═══ Listing

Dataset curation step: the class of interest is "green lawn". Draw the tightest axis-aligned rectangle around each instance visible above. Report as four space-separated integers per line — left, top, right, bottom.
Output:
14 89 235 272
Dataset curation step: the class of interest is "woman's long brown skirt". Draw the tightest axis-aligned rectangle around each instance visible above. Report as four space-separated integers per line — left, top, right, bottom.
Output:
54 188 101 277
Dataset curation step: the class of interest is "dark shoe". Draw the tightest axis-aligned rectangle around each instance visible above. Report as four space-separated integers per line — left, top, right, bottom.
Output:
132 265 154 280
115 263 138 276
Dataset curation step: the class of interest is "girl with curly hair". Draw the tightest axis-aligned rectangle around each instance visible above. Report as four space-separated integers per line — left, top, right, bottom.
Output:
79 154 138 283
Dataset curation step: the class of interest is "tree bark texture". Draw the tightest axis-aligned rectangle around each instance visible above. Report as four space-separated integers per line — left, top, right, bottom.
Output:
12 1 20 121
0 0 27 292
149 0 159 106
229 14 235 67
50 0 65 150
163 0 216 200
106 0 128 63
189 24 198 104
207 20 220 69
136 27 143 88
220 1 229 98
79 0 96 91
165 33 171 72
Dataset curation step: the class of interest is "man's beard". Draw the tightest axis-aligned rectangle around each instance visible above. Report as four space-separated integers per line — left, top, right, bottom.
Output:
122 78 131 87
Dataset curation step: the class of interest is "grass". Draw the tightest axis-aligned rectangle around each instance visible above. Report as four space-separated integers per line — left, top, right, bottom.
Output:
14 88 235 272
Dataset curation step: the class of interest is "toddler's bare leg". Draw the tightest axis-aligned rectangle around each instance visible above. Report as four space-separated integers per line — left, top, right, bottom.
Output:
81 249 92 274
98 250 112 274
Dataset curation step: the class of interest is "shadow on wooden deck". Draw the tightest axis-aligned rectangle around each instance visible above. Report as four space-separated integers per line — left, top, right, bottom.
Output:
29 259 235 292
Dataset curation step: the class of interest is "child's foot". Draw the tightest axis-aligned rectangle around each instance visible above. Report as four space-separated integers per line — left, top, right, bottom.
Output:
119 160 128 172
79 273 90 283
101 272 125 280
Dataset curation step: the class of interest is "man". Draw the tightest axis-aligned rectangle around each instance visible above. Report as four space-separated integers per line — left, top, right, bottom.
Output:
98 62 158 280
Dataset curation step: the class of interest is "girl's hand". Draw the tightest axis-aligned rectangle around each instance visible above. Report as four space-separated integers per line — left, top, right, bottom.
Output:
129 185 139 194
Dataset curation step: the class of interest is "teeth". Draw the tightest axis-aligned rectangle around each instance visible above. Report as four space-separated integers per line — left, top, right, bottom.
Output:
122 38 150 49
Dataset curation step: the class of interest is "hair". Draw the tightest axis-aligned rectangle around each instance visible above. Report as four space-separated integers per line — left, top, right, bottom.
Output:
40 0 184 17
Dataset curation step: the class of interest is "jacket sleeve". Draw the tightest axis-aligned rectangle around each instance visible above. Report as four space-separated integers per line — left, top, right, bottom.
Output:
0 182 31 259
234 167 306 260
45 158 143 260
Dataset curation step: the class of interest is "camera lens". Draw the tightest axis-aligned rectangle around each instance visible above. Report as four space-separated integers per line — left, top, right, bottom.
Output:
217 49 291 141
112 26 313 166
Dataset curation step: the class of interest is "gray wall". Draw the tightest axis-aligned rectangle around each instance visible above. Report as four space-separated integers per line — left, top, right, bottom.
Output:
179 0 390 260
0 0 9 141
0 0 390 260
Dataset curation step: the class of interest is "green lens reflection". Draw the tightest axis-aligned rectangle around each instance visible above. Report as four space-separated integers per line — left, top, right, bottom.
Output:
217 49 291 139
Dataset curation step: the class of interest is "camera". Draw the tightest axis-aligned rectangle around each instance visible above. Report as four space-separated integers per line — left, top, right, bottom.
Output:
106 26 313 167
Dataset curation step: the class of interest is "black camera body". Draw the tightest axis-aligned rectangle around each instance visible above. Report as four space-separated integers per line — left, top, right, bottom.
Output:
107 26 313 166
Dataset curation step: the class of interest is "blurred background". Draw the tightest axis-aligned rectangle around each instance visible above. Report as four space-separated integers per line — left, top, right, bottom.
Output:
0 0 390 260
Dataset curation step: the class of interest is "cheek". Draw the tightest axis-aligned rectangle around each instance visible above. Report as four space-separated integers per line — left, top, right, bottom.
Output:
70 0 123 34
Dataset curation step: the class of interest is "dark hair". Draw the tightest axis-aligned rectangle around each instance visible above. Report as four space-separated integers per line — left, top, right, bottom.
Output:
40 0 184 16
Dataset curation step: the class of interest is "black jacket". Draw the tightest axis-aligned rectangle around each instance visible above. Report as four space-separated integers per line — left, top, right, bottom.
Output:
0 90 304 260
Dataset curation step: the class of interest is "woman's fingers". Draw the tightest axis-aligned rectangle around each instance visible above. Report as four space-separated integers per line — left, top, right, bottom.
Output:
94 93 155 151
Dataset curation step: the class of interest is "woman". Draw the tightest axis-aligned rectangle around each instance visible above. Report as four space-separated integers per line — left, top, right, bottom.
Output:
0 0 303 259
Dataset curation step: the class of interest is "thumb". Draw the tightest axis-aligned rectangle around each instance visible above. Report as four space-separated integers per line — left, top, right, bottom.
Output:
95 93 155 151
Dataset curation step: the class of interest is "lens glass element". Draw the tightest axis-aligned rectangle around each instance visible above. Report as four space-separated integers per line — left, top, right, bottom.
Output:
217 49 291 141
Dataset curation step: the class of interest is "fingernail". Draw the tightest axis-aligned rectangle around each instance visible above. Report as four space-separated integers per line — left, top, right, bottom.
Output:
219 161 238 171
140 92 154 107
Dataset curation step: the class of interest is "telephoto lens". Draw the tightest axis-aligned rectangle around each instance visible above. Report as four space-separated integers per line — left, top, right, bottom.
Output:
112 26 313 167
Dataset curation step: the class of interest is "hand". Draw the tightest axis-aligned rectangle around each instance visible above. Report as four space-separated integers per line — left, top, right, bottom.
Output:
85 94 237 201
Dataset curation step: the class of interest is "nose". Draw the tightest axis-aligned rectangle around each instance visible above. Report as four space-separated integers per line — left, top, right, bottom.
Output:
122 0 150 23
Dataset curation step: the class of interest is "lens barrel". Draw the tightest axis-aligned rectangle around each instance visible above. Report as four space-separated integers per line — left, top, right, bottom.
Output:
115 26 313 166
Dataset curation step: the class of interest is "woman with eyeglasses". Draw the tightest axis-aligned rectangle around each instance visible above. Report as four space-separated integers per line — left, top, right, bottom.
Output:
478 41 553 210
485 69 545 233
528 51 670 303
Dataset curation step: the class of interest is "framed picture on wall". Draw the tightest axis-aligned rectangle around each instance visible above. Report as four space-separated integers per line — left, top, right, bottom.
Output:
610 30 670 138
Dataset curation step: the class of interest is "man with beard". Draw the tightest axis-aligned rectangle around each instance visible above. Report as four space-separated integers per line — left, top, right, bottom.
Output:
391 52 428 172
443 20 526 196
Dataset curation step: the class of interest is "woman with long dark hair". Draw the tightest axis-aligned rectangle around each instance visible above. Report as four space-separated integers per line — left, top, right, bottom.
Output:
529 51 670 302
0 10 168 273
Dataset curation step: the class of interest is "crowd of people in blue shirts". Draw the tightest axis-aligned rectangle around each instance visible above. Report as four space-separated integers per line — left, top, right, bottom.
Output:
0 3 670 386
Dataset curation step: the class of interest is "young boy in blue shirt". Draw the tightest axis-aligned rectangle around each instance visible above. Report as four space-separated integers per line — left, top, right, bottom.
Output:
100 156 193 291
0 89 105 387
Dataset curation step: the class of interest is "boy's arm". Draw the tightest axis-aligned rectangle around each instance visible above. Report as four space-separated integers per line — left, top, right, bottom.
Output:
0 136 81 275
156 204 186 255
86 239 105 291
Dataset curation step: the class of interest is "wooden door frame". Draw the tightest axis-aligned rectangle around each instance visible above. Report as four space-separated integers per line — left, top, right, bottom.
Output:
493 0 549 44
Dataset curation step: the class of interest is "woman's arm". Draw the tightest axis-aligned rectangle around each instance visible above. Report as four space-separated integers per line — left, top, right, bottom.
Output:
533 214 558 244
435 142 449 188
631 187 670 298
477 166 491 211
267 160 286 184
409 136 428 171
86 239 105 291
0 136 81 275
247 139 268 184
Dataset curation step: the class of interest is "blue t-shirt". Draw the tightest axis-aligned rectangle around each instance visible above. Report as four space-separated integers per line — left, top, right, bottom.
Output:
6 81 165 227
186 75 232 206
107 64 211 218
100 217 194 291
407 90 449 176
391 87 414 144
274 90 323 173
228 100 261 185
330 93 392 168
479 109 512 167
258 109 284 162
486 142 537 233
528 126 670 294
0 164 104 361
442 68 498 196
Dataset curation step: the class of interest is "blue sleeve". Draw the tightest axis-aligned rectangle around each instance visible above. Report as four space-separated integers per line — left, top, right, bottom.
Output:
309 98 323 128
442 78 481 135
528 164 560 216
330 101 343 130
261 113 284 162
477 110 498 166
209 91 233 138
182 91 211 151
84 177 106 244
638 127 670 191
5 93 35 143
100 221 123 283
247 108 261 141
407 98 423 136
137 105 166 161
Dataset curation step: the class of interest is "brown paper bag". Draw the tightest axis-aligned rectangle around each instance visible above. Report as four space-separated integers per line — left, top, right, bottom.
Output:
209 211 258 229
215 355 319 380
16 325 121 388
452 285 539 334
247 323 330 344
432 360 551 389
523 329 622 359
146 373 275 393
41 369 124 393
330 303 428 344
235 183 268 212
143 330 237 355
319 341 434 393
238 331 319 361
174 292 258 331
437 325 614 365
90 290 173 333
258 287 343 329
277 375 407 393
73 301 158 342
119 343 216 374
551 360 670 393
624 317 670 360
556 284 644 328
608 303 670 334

══════

What you are asked to do ->
Swap "blue shirt" for "red jacket" in the lines from the line with "boy in blue" to the line with "0 89 105 387", and write out only those lines with nothing else changed.

Correct output ->
Dataset curation step: the class of interest is "young boy in red jacket". Draw the tightest axis-aligned rectangle around each instance visible above. Report as four space-separated integers per line — left, top, right, bottom.
Output:
100 156 193 291
0 89 105 387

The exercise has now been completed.